#### WHAT YOU ARE ASKED TO DO:
Tally the lines in the records below that contain the string "church". Give only the number.

#### THE RECORDS:
- - - - - - -
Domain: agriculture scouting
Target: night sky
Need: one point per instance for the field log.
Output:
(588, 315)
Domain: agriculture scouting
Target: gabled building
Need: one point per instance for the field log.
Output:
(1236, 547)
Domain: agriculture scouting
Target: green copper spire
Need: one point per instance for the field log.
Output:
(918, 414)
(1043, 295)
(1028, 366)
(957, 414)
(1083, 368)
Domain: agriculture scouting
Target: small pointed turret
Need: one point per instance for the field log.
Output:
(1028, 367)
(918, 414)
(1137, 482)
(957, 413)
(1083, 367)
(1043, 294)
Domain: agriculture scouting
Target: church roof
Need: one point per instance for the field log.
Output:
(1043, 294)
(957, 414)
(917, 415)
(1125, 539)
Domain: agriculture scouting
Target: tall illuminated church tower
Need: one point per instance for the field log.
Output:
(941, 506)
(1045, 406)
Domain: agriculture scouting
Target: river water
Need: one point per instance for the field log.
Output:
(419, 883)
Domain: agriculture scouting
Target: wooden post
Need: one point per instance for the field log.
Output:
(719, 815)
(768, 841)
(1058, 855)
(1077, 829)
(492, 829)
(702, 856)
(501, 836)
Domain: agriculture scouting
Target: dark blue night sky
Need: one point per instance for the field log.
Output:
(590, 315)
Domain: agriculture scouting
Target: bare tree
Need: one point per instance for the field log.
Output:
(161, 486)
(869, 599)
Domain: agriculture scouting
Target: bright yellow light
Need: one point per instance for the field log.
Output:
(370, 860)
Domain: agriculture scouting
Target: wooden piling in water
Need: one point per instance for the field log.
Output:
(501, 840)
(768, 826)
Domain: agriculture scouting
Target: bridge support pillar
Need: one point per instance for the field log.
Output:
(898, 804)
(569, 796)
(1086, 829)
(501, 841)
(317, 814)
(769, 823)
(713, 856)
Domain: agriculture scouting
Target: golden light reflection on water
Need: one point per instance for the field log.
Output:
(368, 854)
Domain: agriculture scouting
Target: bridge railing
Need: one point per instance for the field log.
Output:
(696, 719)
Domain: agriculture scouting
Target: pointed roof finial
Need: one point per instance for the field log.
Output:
- - - - - - -
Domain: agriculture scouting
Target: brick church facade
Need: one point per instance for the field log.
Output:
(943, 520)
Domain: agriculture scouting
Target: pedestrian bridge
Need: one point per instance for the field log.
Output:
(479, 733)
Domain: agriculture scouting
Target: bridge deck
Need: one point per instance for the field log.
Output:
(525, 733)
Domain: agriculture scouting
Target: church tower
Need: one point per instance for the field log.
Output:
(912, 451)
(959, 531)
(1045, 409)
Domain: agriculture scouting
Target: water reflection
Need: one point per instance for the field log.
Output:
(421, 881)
- - - - - - -
#### FULL OUTPUT:
4